### Document passage
>>
I will refer to these employers collectively as the Applicant Employers. Three of the Applicant Employers directly operate Christian Schools in South Australia. Tyndale Group is, in effect, the central office for the Tyndale schools and coordinates and provides services to each of the schools.
The Applicant Employers seek a single interest employer authorisation under s.248 of the Fair Work Act 2009 (Cth) (FW Act). This provision is found in Division 10 of Part 2-4 of the FW Act. The Authorisation would permit the Applicant Employers to bargain together for a proposed multi-employer enterprise agreement to replace the Tyndale Christian School Enterprise Agreement 2023[1], Tyndale Christian School – Strathalbyn Enterprise Agreement 2023[2] and Tyndale Christian School – Murray Bridge Enterprise Agreement 2023[3] (2023 Agreements), which presently cover all the eligible employees and have a nominal expiry date of 31 January 2025.
The employees to be covered by the proposed Authorisation and enterprise agreement are, in effect:
· Teachers;
· Education Support Officers;
· School Support and Administration staff;
· School Wellbeing staff;
· Grounds staff; and
· Central Office Administration staff.
The Independent Education Union (IEU) represents employees who would be covered by the proposed Authorisation and enterprise agreement and supports the application.
Given the absence of any objections and any request for a hearing to be conducted, the Commission has determined this matter based upon the evidence before it. I have granted the application and now issue the Authorisation as sought. My reasons for doing so are outlined below.
<<
### Material
>>
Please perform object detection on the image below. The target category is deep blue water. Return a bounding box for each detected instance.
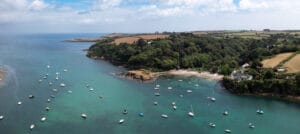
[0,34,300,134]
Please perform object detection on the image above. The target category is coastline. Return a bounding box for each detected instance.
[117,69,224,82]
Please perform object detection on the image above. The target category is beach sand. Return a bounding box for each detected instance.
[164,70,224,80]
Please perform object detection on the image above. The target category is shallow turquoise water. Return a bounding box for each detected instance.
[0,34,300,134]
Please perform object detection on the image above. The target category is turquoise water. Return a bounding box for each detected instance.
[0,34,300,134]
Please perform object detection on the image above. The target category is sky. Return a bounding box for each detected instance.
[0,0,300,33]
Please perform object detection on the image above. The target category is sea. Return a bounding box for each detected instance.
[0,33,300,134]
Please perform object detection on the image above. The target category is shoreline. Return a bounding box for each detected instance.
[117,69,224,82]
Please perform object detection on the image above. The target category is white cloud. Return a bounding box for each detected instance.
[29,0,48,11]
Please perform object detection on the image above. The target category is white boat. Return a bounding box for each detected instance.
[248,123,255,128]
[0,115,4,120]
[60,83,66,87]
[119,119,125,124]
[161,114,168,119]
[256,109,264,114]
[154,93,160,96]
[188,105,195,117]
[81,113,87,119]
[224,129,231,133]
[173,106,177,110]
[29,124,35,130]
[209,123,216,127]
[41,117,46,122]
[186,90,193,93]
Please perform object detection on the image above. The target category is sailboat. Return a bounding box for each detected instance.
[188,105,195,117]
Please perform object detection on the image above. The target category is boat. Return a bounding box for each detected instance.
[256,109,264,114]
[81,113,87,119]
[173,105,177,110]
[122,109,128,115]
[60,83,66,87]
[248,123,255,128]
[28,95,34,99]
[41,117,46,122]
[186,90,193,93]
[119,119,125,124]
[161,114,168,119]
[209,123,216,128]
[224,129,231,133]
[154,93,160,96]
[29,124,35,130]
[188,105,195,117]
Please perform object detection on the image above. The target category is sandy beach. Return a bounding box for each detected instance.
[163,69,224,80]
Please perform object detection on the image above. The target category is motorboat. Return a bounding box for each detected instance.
<<
>>
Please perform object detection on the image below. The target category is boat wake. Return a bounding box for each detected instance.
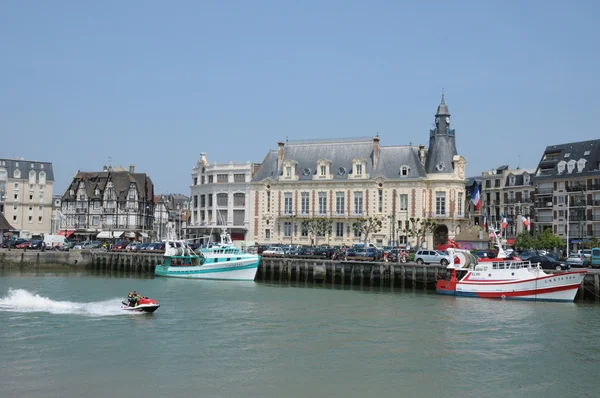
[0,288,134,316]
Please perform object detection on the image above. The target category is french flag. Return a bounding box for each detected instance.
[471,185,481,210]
<<
>>
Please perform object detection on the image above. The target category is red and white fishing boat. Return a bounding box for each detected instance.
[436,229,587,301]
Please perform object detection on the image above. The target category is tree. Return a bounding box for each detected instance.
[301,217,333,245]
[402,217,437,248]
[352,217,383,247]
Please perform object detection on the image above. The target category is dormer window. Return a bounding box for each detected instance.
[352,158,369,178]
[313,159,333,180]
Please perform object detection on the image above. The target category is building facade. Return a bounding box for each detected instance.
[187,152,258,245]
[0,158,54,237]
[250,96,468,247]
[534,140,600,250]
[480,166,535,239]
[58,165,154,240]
<<
Using the passage on the Tyndale schools' bargaining authorisation, say whether each statement agrees with it. Give yes or no for each and quote the deciding words.
1. Three of the Applicant Employers directly operate Christian schools in South Australia.
2. The Independent Education Union opposes the application.
3. The 2023 Agreements have a nominal expiry date of 31 January 2026.

### Written answer
1. Yes: "Three of the Applicant Employers directly operate Christian Schools in South Australia."
2. No: "The Independent Education Union (IEU) represents employees who would be covered by the proposed Authorisation and enterprise agreement and supports the application."
3. No: "have a nominal expiry date of 31 January 2025."